## Instructions
(1) In the review of the film Tell No One, which actor plays Alexandre Beck?
(2) Continue the Tell No One film review from its final sentence.

## Text block
Start
Tell No One is carefully paced, grounded in character and driven by a distinctly Hitchcockian sympathy for its Everyman protagonist, Alexandre Beck, nicely played by François Cluzet as a ragged echo of the confident, comfortable man we meet in the film’s opening sequence.

After eight years of mourning his wife’s murder – he still visits his former in-laws on the anniversary of her death – Alexandre is edging back toward a normal life. That’s when a mysterious e-mail leads him to a surveillance video clip of a woman who looks just like his late wife, Margot (Marie-Josée Croze), sending him spiralling into a frantic, terrified search for more information.

Was that really Margot? Who sent the e-mail? And what does this have to do with the discovery of two male corpses near the remote spot where Margot was attacked? Canet steers the action from one revelation to the next with a steady hand, doling out plot points only when absolutely necessary and letting others dangle, tantalizingly, until the very last minute.
End
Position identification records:
Start
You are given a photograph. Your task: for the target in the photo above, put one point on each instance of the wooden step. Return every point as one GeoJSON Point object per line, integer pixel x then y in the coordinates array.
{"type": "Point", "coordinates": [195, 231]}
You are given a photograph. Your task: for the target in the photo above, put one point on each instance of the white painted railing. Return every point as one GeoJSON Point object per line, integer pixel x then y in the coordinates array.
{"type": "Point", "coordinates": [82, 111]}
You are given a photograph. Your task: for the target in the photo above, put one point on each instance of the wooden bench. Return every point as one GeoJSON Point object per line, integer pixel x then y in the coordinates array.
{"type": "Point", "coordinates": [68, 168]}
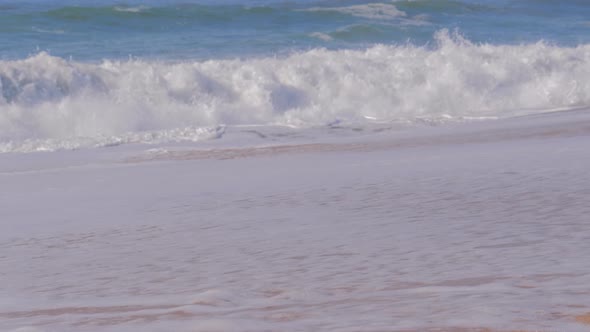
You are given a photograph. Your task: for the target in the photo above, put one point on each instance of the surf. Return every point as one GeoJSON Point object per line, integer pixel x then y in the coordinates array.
{"type": "Point", "coordinates": [46, 99]}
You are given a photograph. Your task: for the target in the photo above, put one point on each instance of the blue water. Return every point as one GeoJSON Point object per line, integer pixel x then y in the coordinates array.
{"type": "Point", "coordinates": [168, 29]}
{"type": "Point", "coordinates": [82, 74]}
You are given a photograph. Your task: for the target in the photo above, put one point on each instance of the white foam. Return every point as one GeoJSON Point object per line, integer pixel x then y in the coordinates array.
{"type": "Point", "coordinates": [48, 103]}
{"type": "Point", "coordinates": [379, 11]}
{"type": "Point", "coordinates": [137, 9]}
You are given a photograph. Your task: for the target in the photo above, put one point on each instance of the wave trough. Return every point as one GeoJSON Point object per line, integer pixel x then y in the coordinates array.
{"type": "Point", "coordinates": [48, 103]}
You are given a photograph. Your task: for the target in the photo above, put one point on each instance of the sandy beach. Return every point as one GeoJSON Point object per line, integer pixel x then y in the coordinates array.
{"type": "Point", "coordinates": [476, 227]}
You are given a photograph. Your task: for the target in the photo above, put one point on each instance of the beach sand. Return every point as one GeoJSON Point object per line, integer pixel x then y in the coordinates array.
{"type": "Point", "coordinates": [475, 227]}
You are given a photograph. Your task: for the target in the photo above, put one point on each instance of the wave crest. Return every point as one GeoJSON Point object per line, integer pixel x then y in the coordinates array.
{"type": "Point", "coordinates": [49, 98]}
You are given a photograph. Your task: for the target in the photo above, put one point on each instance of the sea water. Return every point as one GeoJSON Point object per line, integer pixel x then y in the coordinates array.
{"type": "Point", "coordinates": [83, 74]}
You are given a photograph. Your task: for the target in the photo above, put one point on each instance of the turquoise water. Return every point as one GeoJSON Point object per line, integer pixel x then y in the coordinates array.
{"type": "Point", "coordinates": [95, 30]}
{"type": "Point", "coordinates": [83, 74]}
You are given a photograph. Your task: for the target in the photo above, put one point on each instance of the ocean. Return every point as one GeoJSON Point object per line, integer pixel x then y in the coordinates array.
{"type": "Point", "coordinates": [303, 165]}
{"type": "Point", "coordinates": [86, 74]}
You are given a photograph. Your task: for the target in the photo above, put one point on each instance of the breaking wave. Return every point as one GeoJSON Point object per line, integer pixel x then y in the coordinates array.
{"type": "Point", "coordinates": [49, 103]}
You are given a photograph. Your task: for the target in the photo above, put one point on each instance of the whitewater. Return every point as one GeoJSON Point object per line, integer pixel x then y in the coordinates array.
{"type": "Point", "coordinates": [311, 165]}
{"type": "Point", "coordinates": [49, 103]}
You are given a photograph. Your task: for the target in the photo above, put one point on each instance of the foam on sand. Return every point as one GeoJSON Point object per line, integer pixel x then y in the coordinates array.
{"type": "Point", "coordinates": [48, 103]}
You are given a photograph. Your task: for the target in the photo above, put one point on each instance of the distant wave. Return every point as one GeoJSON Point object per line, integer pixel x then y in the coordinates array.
{"type": "Point", "coordinates": [372, 10]}
{"type": "Point", "coordinates": [46, 101]}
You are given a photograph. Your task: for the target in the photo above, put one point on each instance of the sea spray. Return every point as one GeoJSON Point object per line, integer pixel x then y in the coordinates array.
{"type": "Point", "coordinates": [48, 98]}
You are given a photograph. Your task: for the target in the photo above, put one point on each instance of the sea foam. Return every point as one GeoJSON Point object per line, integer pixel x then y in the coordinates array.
{"type": "Point", "coordinates": [47, 99]}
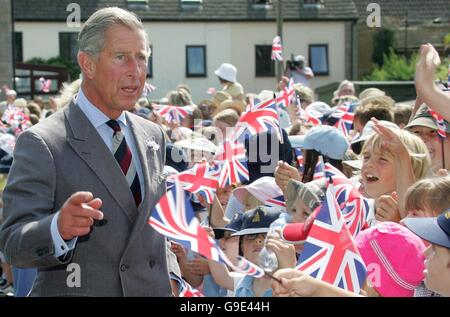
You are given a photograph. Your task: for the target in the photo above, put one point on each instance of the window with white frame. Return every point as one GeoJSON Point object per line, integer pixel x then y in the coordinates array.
{"type": "Point", "coordinates": [318, 59]}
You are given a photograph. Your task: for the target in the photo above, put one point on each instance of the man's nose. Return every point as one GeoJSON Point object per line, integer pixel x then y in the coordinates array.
{"type": "Point", "coordinates": [134, 68]}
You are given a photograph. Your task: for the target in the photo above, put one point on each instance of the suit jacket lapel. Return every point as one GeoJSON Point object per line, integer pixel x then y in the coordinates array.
{"type": "Point", "coordinates": [149, 167]}
{"type": "Point", "coordinates": [88, 144]}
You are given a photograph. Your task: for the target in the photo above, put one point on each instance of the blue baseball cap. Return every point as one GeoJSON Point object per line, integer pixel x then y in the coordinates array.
{"type": "Point", "coordinates": [325, 139]}
{"type": "Point", "coordinates": [257, 220]}
{"type": "Point", "coordinates": [435, 230]}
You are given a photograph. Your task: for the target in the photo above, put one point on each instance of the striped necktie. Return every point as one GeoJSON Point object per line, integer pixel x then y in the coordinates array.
{"type": "Point", "coordinates": [123, 155]}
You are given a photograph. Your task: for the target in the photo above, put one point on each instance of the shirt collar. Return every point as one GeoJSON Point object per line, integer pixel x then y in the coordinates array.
{"type": "Point", "coordinates": [95, 116]}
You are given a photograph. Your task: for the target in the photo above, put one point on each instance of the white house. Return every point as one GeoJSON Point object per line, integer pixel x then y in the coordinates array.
{"type": "Point", "coordinates": [191, 38]}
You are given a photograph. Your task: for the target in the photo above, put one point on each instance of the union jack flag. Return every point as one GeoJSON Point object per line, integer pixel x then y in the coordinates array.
{"type": "Point", "coordinates": [354, 207]}
{"type": "Point", "coordinates": [344, 113]}
{"type": "Point", "coordinates": [330, 253]}
{"type": "Point", "coordinates": [299, 158]}
{"type": "Point", "coordinates": [276, 49]}
{"type": "Point", "coordinates": [442, 131]}
{"type": "Point", "coordinates": [173, 113]}
{"type": "Point", "coordinates": [285, 96]}
{"type": "Point", "coordinates": [184, 288]}
{"type": "Point", "coordinates": [173, 217]}
{"type": "Point", "coordinates": [201, 179]}
{"type": "Point", "coordinates": [262, 116]}
{"type": "Point", "coordinates": [232, 159]}
{"type": "Point", "coordinates": [45, 84]}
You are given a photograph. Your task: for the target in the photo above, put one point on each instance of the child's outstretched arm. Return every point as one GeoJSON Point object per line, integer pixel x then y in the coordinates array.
{"type": "Point", "coordinates": [425, 87]}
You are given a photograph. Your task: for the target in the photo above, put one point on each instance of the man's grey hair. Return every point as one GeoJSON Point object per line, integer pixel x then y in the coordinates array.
{"type": "Point", "coordinates": [92, 36]}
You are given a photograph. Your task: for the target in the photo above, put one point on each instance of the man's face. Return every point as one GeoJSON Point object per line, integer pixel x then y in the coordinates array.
{"type": "Point", "coordinates": [118, 73]}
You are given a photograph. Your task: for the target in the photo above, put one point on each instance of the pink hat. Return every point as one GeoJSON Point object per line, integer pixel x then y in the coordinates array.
{"type": "Point", "coordinates": [397, 254]}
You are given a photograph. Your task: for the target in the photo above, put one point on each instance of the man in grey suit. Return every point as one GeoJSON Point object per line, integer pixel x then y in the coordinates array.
{"type": "Point", "coordinates": [84, 180]}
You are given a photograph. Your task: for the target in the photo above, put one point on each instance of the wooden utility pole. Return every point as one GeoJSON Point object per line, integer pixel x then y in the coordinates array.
{"type": "Point", "coordinates": [279, 64]}
{"type": "Point", "coordinates": [6, 47]}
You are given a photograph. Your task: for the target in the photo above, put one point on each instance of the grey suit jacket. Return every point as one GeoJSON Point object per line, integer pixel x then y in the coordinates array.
{"type": "Point", "coordinates": [122, 255]}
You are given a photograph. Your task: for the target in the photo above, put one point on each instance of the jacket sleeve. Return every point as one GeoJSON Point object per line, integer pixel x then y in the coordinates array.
{"type": "Point", "coordinates": [25, 236]}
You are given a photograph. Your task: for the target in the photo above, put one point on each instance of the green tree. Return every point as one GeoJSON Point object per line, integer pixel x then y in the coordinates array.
{"type": "Point", "coordinates": [399, 67]}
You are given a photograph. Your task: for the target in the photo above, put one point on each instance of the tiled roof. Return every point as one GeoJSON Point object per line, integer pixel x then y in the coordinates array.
{"type": "Point", "coordinates": [172, 10]}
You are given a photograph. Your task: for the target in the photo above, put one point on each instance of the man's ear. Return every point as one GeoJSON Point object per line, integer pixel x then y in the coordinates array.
{"type": "Point", "coordinates": [87, 64]}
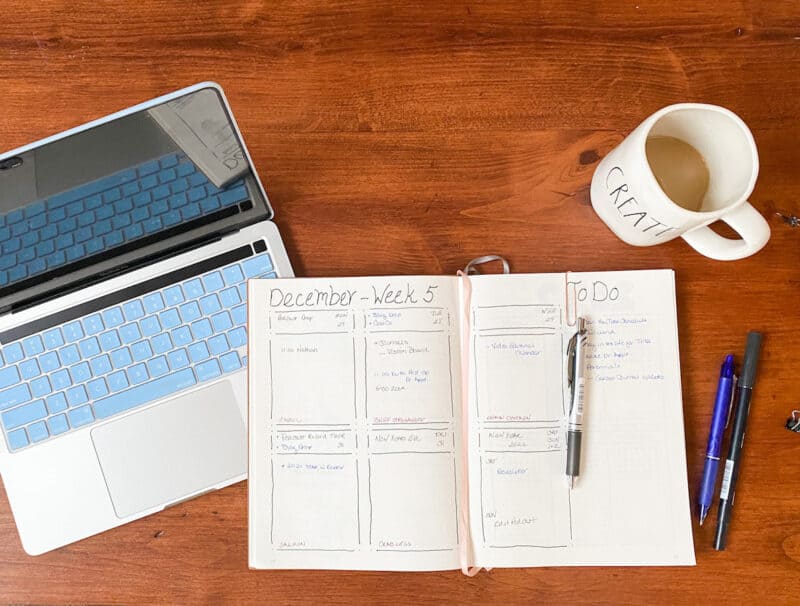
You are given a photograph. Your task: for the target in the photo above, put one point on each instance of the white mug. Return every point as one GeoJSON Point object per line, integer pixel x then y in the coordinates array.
{"type": "Point", "coordinates": [628, 198]}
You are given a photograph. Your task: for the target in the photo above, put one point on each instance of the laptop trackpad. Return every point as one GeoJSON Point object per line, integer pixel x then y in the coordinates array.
{"type": "Point", "coordinates": [174, 449]}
End
## Results of the tasks
(1) François Cluzet

(2)
He’s also recruited every interesting actor living in France to fill out his cast. That’s Lady Chatterley’s Marina Hands as Alex’s confused sister, and Nathalie Baye as his lawyer. Philippe Lefebvre (who co-scripted with Canet) and François Berléand turn up as detectives developing opposing theories regarding Margot’s murder. A perfectly fluent Kristin Scott Thomas blends into the cast as Alex’s closest friend. The estimable Jean Rochefort and André Dussollier have small, key roles, and Canet himself appears briefly as Rochefort’s son.

So, to reiterate: Solid thriller, straight to video. Happens more often than you’d think. But things have changed since January. For one thing, the film opened in New York and Los Angeles over the summer and became the art-house sleeper hit of the season.

Right around that time, Seville Pictures was acquired by Entertainment One, which ended its DVD distribution deal with Warner. Though the old Warner discs can still be found in stores, and on rental shelves, Tell No One won’t technically be available on DVD in Canada again until November 25, when it’s reissued by Entertainment One.

The bottom line, though, is that Tell No One is worth seeking out, however you choose to watch it .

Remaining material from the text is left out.